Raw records
[START]

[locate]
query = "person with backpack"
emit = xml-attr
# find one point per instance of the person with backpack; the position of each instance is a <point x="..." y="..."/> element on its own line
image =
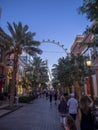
<point x="85" y="120"/>
<point x="72" y="104"/>
<point x="62" y="108"/>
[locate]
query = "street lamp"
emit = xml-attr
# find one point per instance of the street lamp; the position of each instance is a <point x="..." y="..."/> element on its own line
<point x="89" y="64"/>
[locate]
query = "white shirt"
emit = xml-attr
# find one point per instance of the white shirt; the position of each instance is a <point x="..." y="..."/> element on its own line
<point x="73" y="105"/>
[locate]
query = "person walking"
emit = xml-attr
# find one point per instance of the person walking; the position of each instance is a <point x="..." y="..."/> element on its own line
<point x="50" y="97"/>
<point x="85" y="120"/>
<point x="70" y="123"/>
<point x="72" y="104"/>
<point x="55" y="97"/>
<point x="62" y="108"/>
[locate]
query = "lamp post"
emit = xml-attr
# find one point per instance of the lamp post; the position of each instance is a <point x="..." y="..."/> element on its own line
<point x="89" y="64"/>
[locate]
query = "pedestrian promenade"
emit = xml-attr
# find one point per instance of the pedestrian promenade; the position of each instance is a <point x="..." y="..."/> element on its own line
<point x="39" y="115"/>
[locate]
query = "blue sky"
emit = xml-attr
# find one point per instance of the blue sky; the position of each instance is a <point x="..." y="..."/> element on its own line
<point x="51" y="19"/>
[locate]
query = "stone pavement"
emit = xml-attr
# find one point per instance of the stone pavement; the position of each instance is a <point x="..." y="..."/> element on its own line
<point x="38" y="115"/>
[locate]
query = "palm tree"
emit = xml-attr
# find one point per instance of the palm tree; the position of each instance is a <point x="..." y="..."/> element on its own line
<point x="21" y="39"/>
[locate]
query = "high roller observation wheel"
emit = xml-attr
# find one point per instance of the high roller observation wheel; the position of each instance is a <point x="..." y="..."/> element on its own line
<point x="58" y="44"/>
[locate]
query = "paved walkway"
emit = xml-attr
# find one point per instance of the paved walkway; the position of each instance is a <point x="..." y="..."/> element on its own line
<point x="36" y="116"/>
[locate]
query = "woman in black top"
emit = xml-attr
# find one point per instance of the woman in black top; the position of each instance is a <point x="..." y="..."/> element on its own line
<point x="85" y="121"/>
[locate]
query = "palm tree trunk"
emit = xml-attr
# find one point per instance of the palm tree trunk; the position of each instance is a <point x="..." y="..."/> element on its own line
<point x="13" y="81"/>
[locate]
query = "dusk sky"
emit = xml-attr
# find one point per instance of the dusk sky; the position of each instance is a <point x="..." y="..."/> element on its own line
<point x="56" y="20"/>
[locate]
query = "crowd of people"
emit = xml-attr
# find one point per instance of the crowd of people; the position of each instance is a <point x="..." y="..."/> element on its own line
<point x="74" y="114"/>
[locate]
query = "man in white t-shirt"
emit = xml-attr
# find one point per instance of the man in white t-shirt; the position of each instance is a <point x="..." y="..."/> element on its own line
<point x="72" y="104"/>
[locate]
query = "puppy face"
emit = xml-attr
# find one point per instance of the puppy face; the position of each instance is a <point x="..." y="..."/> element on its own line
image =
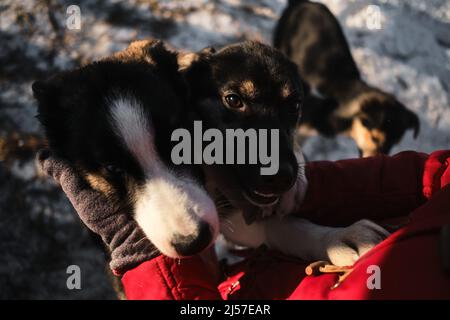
<point x="112" y="120"/>
<point x="248" y="85"/>
<point x="381" y="123"/>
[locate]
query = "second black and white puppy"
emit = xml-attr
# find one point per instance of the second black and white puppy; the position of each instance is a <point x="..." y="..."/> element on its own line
<point x="250" y="85"/>
<point x="310" y="35"/>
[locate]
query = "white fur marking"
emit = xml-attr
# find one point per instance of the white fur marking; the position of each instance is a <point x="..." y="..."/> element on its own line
<point x="167" y="204"/>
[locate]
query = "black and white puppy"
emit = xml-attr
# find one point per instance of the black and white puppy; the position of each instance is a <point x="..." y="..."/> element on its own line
<point x="337" y="100"/>
<point x="112" y="120"/>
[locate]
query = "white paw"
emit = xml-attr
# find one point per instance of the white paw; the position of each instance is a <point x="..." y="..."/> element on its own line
<point x="346" y="245"/>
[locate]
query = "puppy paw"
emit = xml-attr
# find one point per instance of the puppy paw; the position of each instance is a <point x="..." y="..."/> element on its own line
<point x="344" y="246"/>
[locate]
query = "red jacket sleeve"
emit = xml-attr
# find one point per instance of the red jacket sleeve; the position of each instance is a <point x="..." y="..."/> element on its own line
<point x="377" y="188"/>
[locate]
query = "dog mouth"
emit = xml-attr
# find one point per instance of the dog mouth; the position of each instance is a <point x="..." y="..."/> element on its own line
<point x="260" y="199"/>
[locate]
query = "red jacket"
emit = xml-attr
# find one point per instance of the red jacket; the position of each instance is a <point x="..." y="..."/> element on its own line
<point x="413" y="262"/>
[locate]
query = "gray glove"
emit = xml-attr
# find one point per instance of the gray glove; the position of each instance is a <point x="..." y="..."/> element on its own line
<point x="127" y="243"/>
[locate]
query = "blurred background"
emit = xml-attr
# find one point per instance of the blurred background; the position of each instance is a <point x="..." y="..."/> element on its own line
<point x="401" y="46"/>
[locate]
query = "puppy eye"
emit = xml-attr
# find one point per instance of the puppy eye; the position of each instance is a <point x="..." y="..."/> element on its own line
<point x="295" y="107"/>
<point x="234" y="101"/>
<point x="114" y="170"/>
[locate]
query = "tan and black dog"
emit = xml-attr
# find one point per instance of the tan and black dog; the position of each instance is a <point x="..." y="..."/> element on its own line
<point x="337" y="99"/>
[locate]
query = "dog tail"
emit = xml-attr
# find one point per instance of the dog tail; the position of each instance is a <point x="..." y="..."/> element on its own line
<point x="292" y="3"/>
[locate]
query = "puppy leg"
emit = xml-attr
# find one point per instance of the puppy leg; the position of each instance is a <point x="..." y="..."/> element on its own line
<point x="306" y="240"/>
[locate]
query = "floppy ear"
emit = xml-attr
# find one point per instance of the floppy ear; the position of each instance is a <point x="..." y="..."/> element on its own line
<point x="45" y="93"/>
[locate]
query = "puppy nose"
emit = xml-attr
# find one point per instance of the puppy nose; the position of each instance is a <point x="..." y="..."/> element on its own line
<point x="193" y="244"/>
<point x="282" y="181"/>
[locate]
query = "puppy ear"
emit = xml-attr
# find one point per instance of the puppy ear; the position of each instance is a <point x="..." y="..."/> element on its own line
<point x="412" y="122"/>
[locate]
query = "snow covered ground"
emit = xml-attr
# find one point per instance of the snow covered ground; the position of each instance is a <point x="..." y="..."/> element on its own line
<point x="401" y="46"/>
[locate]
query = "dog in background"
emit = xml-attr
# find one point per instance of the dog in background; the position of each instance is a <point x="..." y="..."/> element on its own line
<point x="337" y="99"/>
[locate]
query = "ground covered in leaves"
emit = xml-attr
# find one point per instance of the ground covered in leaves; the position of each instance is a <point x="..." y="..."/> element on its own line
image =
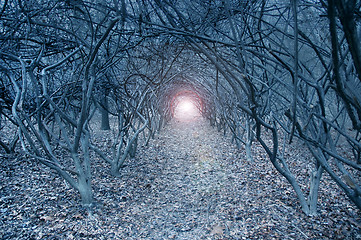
<point x="189" y="183"/>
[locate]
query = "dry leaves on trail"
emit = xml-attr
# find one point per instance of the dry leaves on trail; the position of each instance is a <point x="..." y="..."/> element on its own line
<point x="189" y="183"/>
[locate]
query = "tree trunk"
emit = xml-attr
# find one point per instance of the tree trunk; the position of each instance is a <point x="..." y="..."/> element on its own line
<point x="314" y="187"/>
<point x="85" y="191"/>
<point x="104" y="112"/>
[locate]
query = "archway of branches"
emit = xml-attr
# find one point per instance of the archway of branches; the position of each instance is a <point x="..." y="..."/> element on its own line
<point x="258" y="70"/>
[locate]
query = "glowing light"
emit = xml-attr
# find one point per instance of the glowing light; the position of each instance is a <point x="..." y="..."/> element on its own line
<point x="186" y="110"/>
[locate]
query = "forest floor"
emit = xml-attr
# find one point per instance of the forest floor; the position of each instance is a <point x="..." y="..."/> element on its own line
<point x="189" y="183"/>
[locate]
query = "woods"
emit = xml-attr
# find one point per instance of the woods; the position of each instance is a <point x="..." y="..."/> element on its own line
<point x="262" y="71"/>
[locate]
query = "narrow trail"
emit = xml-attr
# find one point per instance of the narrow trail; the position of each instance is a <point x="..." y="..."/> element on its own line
<point x="188" y="195"/>
<point x="190" y="183"/>
<point x="194" y="184"/>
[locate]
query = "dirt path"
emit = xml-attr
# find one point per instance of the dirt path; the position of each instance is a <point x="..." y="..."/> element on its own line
<point x="189" y="183"/>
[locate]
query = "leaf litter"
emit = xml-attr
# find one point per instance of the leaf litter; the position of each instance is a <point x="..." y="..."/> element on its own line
<point x="190" y="182"/>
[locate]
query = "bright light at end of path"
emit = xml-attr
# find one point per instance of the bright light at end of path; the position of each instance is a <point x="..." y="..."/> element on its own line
<point x="186" y="110"/>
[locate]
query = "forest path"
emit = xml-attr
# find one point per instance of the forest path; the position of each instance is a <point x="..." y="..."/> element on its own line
<point x="190" y="183"/>
<point x="194" y="184"/>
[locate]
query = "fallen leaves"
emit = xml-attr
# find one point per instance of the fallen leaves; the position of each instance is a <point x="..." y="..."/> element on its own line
<point x="190" y="183"/>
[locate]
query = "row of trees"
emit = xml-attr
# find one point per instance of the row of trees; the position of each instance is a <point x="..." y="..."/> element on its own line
<point x="259" y="69"/>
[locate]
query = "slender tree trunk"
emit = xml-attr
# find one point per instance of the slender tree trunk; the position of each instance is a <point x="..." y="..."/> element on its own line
<point x="104" y="112"/>
<point x="314" y="187"/>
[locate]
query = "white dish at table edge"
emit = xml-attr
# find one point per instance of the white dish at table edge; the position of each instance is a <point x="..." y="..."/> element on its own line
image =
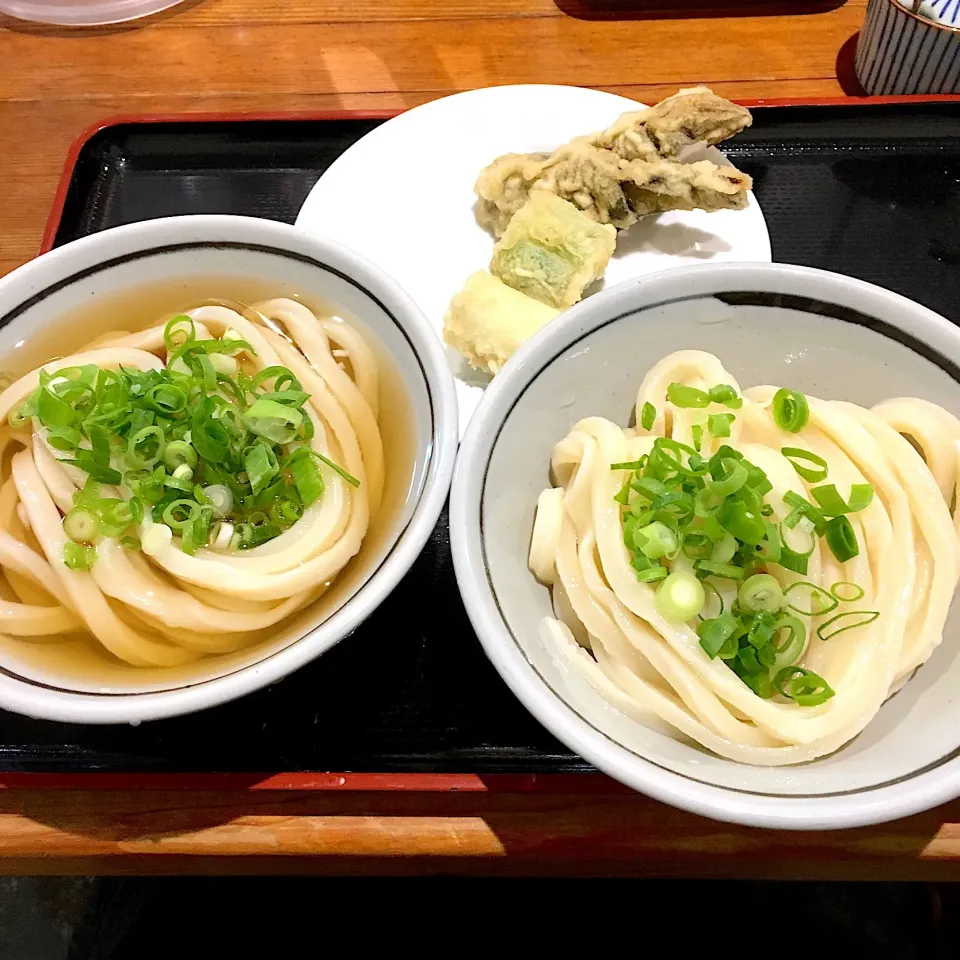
<point x="181" y="248"/>
<point x="571" y="345"/>
<point x="439" y="148"/>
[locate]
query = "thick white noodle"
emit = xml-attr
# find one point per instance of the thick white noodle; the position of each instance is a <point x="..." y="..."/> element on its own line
<point x="606" y="623"/>
<point x="171" y="608"/>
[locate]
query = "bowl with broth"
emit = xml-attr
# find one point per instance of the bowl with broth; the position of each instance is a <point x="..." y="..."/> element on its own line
<point x="224" y="442"/>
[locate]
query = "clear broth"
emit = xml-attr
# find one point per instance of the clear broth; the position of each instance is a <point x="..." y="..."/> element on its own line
<point x="79" y="662"/>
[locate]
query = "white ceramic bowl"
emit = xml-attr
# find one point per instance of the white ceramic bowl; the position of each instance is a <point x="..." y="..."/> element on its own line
<point x="229" y="257"/>
<point x="769" y="323"/>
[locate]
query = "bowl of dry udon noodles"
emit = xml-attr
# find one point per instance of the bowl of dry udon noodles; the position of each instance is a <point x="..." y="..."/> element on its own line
<point x="705" y="526"/>
<point x="223" y="443"/>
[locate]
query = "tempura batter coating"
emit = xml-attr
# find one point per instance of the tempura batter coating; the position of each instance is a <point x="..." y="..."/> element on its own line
<point x="691" y="116"/>
<point x="487" y="321"/>
<point x="551" y="251"/>
<point x="629" y="170"/>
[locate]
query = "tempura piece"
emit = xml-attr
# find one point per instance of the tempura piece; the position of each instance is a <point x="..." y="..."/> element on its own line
<point x="628" y="171"/>
<point x="551" y="251"/>
<point x="696" y="115"/>
<point x="606" y="188"/>
<point x="487" y="321"/>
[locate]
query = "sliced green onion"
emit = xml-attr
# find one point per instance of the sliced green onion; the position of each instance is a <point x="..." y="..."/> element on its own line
<point x="180" y="513"/>
<point x="725" y="394"/>
<point x="680" y="395"/>
<point x="833" y="505"/>
<point x="64" y="438"/>
<point x="847" y="592"/>
<point x="749" y="662"/>
<point x="735" y="476"/>
<point x="697" y="546"/>
<point x="652" y="573"/>
<point x="725" y="550"/>
<point x="814" y="601"/>
<point x="275" y="421"/>
<point x="760" y="684"/>
<point x="656" y="540"/>
<point x="166" y="398"/>
<point x="220" y="498"/>
<point x="760" y="629"/>
<point x="115" y="516"/>
<point x="719" y="424"/>
<point x="81" y="525"/>
<point x="308" y="481"/>
<point x="803" y="686"/>
<point x="788" y="646"/>
<point x="737" y="518"/>
<point x="803" y="508"/>
<point x="680" y="597"/>
<point x="54" y="412"/>
<point x="178" y="453"/>
<point x="260" y="464"/>
<point x="714" y="633"/>
<point x="761" y="593"/>
<point x="846" y="621"/>
<point x="648" y="414"/>
<point x="710" y="568"/>
<point x="813" y="474"/>
<point x="770" y="550"/>
<point x="842" y="539"/>
<point x="79" y="556"/>
<point x="790" y="410"/>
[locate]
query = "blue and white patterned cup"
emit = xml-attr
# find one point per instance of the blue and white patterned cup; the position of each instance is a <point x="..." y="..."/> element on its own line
<point x="902" y="52"/>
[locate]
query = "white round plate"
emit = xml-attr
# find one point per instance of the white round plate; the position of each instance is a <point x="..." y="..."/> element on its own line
<point x="403" y="197"/>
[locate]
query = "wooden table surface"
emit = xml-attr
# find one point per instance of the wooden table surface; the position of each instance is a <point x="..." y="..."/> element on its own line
<point x="303" y="55"/>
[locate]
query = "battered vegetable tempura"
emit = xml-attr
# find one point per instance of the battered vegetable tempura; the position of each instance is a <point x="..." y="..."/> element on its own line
<point x="551" y="251"/>
<point x="487" y="321"/>
<point x="628" y="171"/>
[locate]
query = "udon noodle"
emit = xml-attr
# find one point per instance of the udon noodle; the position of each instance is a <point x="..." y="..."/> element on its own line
<point x="617" y="626"/>
<point x="212" y="555"/>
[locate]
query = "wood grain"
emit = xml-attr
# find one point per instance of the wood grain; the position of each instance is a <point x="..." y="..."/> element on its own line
<point x="319" y="55"/>
<point x="65" y="831"/>
<point x="440" y="56"/>
<point x="27" y="187"/>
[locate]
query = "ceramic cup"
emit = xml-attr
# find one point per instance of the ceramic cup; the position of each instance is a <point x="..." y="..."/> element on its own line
<point x="901" y="52"/>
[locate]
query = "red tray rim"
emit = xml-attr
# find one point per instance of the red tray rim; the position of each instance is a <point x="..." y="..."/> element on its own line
<point x="360" y="782"/>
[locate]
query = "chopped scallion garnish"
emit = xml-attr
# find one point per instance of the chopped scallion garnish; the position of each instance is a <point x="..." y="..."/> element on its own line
<point x="812" y="474"/>
<point x="790" y="410"/>
<point x="648" y="414"/>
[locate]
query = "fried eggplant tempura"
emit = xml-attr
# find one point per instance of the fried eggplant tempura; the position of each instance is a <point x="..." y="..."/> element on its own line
<point x="629" y="170"/>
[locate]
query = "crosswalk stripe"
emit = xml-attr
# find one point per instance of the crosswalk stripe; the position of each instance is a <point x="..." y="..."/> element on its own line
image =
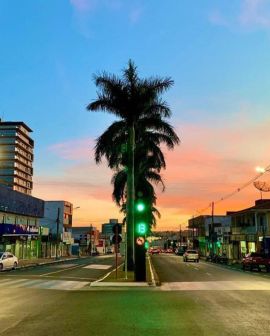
<point x="41" y="284"/>
<point x="215" y="285"/>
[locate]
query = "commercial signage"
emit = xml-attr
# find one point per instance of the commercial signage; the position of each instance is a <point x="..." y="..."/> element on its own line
<point x="67" y="237"/>
<point x="18" y="229"/>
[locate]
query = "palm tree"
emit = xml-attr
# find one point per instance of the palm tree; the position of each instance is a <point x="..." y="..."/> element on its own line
<point x="137" y="103"/>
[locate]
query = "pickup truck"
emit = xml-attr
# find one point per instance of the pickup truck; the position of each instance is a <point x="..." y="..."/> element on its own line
<point x="257" y="261"/>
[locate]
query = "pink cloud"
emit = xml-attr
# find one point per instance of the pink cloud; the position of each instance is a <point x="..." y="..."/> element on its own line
<point x="212" y="161"/>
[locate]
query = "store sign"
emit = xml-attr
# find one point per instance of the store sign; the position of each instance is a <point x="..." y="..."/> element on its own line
<point x="18" y="229"/>
<point x="67" y="237"/>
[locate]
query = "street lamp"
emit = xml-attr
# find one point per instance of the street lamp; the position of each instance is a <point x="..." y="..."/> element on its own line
<point x="260" y="170"/>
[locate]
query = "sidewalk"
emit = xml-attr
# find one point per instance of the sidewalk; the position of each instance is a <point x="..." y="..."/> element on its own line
<point x="25" y="263"/>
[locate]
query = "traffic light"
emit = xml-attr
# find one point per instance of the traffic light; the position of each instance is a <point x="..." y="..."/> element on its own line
<point x="141" y="219"/>
<point x="146" y="245"/>
<point x="141" y="230"/>
<point x="117" y="230"/>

[END]

**Exercise**
List each line in the rows above that contains the string "truck", matching case exactly.

**Exercise response**
query = "pickup truck"
# find one point per instance of the pickup truck; the position of each instance is a <point x="..." y="..."/> element on its own line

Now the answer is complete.